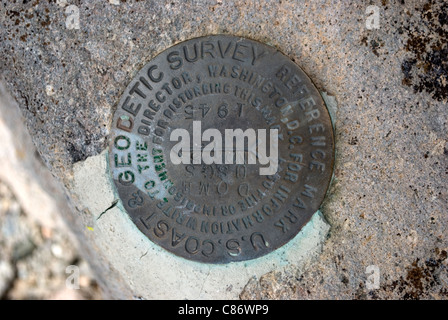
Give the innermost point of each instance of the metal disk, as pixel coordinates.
(229, 210)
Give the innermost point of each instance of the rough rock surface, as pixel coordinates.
(388, 204)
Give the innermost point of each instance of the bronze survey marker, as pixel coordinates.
(219, 213)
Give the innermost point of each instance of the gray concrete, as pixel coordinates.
(387, 206)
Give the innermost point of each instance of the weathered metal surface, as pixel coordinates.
(219, 213)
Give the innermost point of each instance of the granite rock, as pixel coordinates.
(387, 206)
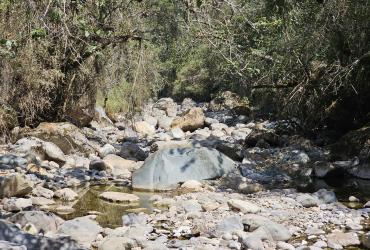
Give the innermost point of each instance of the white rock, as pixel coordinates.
(244, 206)
(66, 194)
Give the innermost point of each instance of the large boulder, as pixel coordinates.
(166, 168)
(66, 136)
(192, 120)
(14, 185)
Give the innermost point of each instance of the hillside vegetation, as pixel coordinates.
(304, 59)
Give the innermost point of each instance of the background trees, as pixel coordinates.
(305, 59)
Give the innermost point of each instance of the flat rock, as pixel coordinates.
(45, 221)
(14, 185)
(119, 197)
(66, 194)
(244, 206)
(166, 168)
(16, 204)
(278, 231)
(343, 239)
(11, 233)
(42, 201)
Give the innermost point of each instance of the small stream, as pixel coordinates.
(344, 187)
(109, 214)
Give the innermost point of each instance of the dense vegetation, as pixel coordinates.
(305, 59)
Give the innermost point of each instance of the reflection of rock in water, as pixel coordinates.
(108, 214)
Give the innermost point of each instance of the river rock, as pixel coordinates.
(83, 229)
(42, 201)
(132, 219)
(117, 243)
(277, 231)
(244, 206)
(99, 165)
(130, 150)
(228, 225)
(307, 200)
(6, 245)
(366, 240)
(144, 128)
(343, 239)
(192, 185)
(117, 162)
(106, 150)
(11, 233)
(66, 194)
(228, 100)
(119, 197)
(10, 161)
(45, 221)
(325, 196)
(14, 185)
(166, 168)
(168, 105)
(190, 121)
(43, 192)
(16, 204)
(165, 122)
(177, 133)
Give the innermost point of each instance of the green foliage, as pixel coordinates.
(301, 59)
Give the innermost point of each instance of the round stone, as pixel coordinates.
(119, 197)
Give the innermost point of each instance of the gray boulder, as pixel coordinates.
(277, 231)
(166, 168)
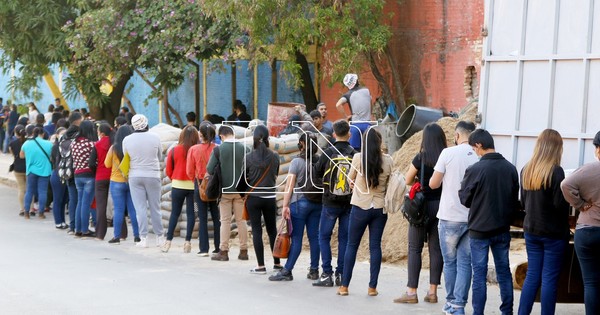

Assignment: Find the line that contains "Give the innermost point of each instance of the white". Copy it and every line after it through the end of the listing exactly, but not the pictures.

Answer box:
Give the innermost point of each instance of the white rock, as pixel coordinates.
(244, 206)
(66, 194)
Give the innermost point of each instance of the large boulder, as pixel coordinates.
(166, 168)
(66, 136)
(192, 120)
(14, 185)
Give the innermost point of each instance of the hillside vegetation, as pixel coordinates.
(304, 59)
Give the innermost point of each instance of the background trees, as pixel coordinates.
(305, 59)
Give the innermost point of each instance of the flat rock, as pixel coordinates.
(45, 221)
(14, 185)
(119, 197)
(66, 194)
(244, 206)
(166, 168)
(16, 204)
(278, 231)
(343, 239)
(11, 233)
(42, 201)
Give the innermost point of each instance of the small stream, as pixel coordinates.
(344, 187)
(109, 214)
Give the innermost point of each instance of the dense vegetation, as pixel coordinates.
(305, 59)
Give the innermost point of each instance of the reflection of rock in water, as pixel coordinates.
(108, 214)
Give the innermost point of each instance of the river rock, as pixel coordinates.
(83, 229)
(42, 201)
(132, 219)
(117, 243)
(277, 231)
(244, 206)
(99, 165)
(130, 150)
(228, 225)
(307, 200)
(6, 245)
(366, 240)
(144, 128)
(343, 239)
(192, 185)
(117, 162)
(106, 150)
(11, 233)
(66, 194)
(228, 100)
(119, 197)
(10, 161)
(45, 221)
(325, 196)
(14, 185)
(166, 168)
(168, 105)
(190, 121)
(43, 192)
(16, 204)
(165, 122)
(177, 133)
Give the innermost point of each instance of the green foliage, as pixel coordinates.
(301, 59)
Give the innermost point of each instance of the round stone, as pixel coordinates.
(119, 197)
Give the innermost point of each instance of the gray boulder, as pixel coordinates.
(277, 231)
(166, 168)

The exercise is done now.